> REQUEST
Report every line of the material below that contains the string "white", matching case exactly.
==== ROWS
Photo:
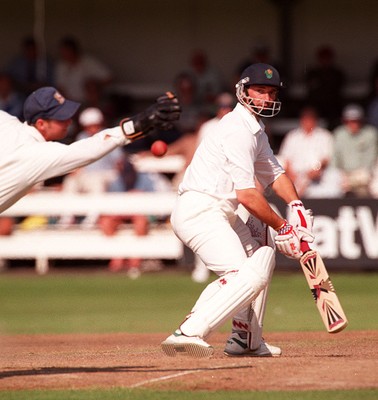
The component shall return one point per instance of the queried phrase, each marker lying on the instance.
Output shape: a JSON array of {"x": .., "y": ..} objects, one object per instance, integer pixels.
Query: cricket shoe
[
  {"x": 193, "y": 346},
  {"x": 237, "y": 346}
]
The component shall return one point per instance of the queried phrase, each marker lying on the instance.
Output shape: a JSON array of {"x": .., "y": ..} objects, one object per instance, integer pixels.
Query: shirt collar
[{"x": 255, "y": 125}]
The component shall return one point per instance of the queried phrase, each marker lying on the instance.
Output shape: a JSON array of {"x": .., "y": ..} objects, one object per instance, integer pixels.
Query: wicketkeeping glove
[
  {"x": 288, "y": 242},
  {"x": 161, "y": 115},
  {"x": 302, "y": 220}
]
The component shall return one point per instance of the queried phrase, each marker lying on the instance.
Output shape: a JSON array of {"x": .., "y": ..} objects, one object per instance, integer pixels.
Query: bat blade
[{"x": 324, "y": 293}]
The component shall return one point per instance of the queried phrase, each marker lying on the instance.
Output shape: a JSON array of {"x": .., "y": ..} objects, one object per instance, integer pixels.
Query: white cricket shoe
[
  {"x": 237, "y": 346},
  {"x": 193, "y": 346}
]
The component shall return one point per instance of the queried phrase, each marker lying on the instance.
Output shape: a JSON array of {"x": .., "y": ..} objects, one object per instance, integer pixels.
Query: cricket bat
[{"x": 322, "y": 289}]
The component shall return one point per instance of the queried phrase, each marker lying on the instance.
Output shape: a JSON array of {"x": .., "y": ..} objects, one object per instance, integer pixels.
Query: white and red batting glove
[
  {"x": 302, "y": 221},
  {"x": 288, "y": 242}
]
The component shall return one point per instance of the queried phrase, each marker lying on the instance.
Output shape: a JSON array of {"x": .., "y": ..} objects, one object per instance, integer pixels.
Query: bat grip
[{"x": 305, "y": 246}]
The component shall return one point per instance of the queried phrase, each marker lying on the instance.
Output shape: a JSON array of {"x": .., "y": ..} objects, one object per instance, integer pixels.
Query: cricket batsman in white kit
========
> SOLUTION
Query: white cricket shoe
Query: white and red batting glove
Query: cricket batsman in white kit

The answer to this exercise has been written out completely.